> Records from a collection
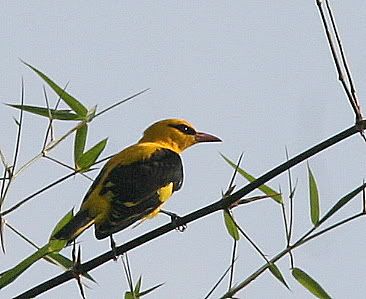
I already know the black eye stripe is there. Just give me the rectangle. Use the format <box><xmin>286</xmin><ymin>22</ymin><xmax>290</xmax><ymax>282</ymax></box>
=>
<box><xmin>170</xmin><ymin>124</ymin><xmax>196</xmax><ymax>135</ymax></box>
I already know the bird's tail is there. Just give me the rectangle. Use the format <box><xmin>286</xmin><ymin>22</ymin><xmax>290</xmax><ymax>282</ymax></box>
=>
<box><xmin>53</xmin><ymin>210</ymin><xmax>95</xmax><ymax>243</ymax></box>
---
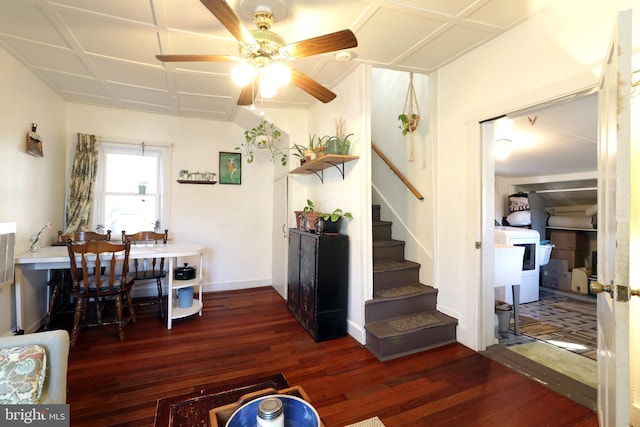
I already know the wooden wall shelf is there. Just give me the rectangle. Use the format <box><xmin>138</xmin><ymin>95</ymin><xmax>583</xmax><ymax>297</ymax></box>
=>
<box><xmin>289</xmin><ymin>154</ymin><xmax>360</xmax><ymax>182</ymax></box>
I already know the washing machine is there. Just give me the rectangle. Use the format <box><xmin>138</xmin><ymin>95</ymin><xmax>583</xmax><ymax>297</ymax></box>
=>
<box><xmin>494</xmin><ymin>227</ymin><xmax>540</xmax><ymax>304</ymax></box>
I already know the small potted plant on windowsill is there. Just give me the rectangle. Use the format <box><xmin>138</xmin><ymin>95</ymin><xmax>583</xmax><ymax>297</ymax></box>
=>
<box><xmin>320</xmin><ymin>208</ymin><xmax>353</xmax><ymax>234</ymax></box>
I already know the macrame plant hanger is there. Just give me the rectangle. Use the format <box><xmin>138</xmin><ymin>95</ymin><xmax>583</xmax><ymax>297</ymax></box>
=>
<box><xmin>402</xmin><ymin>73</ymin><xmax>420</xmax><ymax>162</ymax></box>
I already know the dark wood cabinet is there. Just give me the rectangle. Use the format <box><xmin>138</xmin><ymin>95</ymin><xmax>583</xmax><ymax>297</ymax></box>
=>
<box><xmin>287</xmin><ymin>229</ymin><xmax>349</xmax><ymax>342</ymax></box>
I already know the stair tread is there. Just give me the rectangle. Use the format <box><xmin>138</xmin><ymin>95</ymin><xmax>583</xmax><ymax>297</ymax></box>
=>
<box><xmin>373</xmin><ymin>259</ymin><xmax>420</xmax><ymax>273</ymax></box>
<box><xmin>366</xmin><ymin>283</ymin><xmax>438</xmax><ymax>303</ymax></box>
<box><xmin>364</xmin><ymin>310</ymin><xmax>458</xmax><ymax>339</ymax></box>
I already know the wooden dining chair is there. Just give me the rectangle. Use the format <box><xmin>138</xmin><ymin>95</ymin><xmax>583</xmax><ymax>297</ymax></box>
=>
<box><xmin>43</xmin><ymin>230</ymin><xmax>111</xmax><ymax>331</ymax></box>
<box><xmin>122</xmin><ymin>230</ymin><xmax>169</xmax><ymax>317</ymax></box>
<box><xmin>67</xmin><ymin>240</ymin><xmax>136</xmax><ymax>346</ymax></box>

> Instruction
Gather every line of the items above that contains the word "wooden", copying each line in full. Case counts.

> Result of this exercise
I already know the wooden wall shelf is there. Just give me the rectangle. Use the format <box><xmin>138</xmin><ymin>95</ymin><xmax>583</xmax><ymax>297</ymax></box>
I already know the wooden dining chair is there. Just give me the rectangle. Use the format <box><xmin>138</xmin><ymin>95</ymin><xmax>583</xmax><ymax>297</ymax></box>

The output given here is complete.